What the task requires. Every line in the listing below from the one with "Target: castle wall" through the one with "Target: thick tree trunk" is to be reproduced exactly, both ends included; leave out the rest.

Record extracts.
******
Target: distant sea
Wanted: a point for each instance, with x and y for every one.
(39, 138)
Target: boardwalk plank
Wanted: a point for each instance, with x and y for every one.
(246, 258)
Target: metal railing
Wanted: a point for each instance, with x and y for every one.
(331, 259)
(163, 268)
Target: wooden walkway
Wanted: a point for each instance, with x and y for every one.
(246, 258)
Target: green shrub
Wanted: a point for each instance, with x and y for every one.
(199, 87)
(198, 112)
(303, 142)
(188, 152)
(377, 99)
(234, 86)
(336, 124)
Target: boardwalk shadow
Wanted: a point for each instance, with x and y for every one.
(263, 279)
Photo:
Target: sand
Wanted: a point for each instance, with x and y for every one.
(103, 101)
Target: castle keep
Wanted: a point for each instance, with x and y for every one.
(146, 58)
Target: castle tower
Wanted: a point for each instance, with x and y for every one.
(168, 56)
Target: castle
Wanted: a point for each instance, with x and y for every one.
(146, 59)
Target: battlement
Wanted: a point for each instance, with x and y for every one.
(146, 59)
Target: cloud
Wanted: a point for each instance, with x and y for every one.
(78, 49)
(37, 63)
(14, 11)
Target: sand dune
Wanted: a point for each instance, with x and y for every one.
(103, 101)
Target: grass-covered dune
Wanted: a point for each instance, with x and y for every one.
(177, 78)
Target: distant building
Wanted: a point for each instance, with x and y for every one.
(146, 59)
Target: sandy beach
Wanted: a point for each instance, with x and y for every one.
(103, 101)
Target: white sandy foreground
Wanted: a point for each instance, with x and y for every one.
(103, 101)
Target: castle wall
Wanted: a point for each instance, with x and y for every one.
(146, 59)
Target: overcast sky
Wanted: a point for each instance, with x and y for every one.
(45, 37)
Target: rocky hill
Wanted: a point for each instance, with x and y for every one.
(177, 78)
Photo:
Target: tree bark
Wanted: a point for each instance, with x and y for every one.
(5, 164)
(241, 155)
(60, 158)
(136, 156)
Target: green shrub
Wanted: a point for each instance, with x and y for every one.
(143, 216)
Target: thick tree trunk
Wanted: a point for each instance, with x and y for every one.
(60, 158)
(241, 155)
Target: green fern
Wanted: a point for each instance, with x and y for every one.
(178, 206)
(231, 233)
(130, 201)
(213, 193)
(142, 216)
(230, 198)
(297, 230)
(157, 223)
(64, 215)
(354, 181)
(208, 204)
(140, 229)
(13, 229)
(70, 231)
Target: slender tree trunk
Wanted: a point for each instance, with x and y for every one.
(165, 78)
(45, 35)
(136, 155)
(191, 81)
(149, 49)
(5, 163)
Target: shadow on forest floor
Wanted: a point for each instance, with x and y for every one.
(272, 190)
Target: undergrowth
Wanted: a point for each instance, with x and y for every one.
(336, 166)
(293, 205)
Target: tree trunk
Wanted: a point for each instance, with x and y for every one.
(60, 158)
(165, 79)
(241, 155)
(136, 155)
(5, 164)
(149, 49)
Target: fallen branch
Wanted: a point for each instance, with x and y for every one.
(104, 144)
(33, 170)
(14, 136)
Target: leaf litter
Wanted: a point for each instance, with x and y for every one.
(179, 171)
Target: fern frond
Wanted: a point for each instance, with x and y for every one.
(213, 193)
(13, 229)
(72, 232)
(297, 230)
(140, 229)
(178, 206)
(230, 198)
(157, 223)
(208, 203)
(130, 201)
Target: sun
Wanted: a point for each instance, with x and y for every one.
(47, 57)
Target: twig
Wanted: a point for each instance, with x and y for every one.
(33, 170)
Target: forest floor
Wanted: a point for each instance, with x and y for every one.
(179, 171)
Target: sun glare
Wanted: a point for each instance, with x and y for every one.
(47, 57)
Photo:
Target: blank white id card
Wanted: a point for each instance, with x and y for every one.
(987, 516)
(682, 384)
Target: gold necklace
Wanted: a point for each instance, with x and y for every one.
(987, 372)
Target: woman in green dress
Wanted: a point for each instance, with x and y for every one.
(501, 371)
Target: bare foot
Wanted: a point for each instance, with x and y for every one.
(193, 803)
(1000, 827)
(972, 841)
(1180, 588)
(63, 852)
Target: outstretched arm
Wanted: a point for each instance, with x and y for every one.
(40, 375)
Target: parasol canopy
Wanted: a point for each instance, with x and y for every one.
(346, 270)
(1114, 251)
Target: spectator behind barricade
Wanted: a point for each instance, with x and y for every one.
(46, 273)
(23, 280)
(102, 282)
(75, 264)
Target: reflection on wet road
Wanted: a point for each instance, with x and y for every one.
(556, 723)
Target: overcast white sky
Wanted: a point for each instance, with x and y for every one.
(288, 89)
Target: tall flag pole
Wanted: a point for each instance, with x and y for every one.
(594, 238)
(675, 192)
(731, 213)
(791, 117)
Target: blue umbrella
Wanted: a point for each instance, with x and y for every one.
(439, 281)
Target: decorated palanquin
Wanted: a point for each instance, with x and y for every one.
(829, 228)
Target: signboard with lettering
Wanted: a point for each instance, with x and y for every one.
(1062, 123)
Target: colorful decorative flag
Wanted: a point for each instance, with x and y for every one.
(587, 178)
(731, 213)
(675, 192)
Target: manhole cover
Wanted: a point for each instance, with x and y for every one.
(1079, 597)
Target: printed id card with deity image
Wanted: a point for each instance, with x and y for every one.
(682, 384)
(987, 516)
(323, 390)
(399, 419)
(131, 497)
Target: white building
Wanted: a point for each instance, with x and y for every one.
******
Reply to the exercise.
Target: castle wall
Wanted: a point for each instance, with x and y for every one.
(146, 59)
Target: overcast sky
Wanted: a point for each instance, with x and y for every one.
(45, 37)
Target: rocky hill
Wanted: a point for each instance, with x and y for every one.
(177, 78)
Photo:
Target: tree bark
Wanted: a point for each instance, with x and y for every one.
(5, 164)
(241, 155)
(60, 158)
(136, 156)
Target: green shrub
Wanted: a point for each instance, with x and y for every one.
(143, 216)
Target: thick tree trunk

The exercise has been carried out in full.